Saturday, July 31, 2010

Literary Feminism in Africa and its Diaspora: Women Writers, Feminism and Globalization.






Sokhna Benga (Senegal) 2008 was full of many thanks for the privilege of invitation got to the United States to present a speech for the first time in English.
According to her, the notion of globalization is not a new idea in and for Africa. The previous one had as its consequences: slavery, colonialism in economic, social, cultural, political points of view. And for the dominating people, the Africa of Independence "is a continent of diseases and misery which needs the new form of globalization brought by the occidental world, the rich world". This globalization is, for them, a process that we cannot escape. I have some ideas about this new form of globalization.
It's not a process which creates the civilisation de l'Universel,  in the expression of the famous Senegalese poet Léopold Sédar Senghor, where all cultures have their own place without being eaten by a dominating one, where there is the existence of unity in diversity, where cultural diversity is not a dream.
It's a new means of new colonialism, a new form of domination. This globalization they present to us is a cadeau empoisonné, a poisonous gift. I think so. It's a capitalist globalization, a new colonialism of our ideas, our culture, the disappearing of ourselves in a foreign culture dominating all the others without respect. That what I see happening around me! When I see young Senegalese people putting on American clothes or Nigerians wearing foreign clothes meant for wet season in the climax of heat!, walking like American boys, having the manners of these boys they see on TV and gangsters or "rapsters" and we all call these globalization?, I'm afraid,
we are in a world of contradictions. A world where, all the time, we have to justify to one another "why I am black African woman writer". Because it's a challenge to be first black, second a woman, and third a female writer, and in the end, an African: a part of the old Africa - the forgotten continent without culture, without thought, which only knows dance and songs, diseases (AIDS in particular), misery, wars, genocide - the forgotten one because this suits some people. It's the same image Europe gave to Africa four centuries ago to explain and justify slavery and colonialism and other forms of domination which Mama Africa has known and continues to know today.

> _THE TASK_
Can you write what comes next in the post on Sokhna Benga and globalization, picking up right after its last sentence? These entries come from a separate source.

(Data entries)
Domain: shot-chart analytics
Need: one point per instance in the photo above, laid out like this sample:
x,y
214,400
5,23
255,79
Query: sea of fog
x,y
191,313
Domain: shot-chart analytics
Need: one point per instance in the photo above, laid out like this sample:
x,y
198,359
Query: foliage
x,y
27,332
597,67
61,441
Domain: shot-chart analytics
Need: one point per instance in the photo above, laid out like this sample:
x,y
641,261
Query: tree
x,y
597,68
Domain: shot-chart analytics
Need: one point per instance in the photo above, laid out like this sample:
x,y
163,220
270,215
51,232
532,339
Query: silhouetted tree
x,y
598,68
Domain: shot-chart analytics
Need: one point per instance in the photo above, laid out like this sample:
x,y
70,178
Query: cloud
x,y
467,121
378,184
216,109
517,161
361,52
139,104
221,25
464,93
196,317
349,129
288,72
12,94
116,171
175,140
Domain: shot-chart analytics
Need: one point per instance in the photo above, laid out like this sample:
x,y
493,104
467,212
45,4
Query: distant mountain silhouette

> _ANSWER BOX_
After, I ask myself another question: As we cannot escape this process, how can I survive this new cultural, economic, social form of terrorism? The only way, I think, is the struggle, the fight against this. I think that our culture, our cultural diversity, our pen is our arms.
I want that you - I'm talking about people thinking in their sense of superiority - learn my clothing, my literature, my land like I know your clothing, your music, your literature, your land.
I don't want to disappear in a global civilization which doesn't respect my specificities. I want to see that the others understand me. Things don't and can't continue to go on on one side, only one side. For Africa, things about globalization go too fast. We need to bring our contribution. In Africa, a large part of population can't develop their ideas because they don't overpass the subsistence level.
I see the evolution of globalization. I'm afraid that, in few years, the population of Africa will become the clone of American population without having the equivalent financial means. Globalization will be disaster because it will create disparities Africa will never overcome.
We have a challenge summarized around four concepts: STRUGGLE - RESISTANCE - FREEDOM - HEART.
AND WHEN THE DAY COMES the fight will be won. You'll have to avoid the mistake men have made: keeping a large part of the world, the female part, under oppression, instead of making them a partner of the first order. The world needs our sensibility to survive globalization. Thank you for your attention.


by Sokhna Benga (Senegal) 2008

1 comment:

  1. Africans need some deep sober reflections as the infectious hands of the hydra-headed monster unleashed by the antics of neo-colonization takes its tolls on Mama Africa!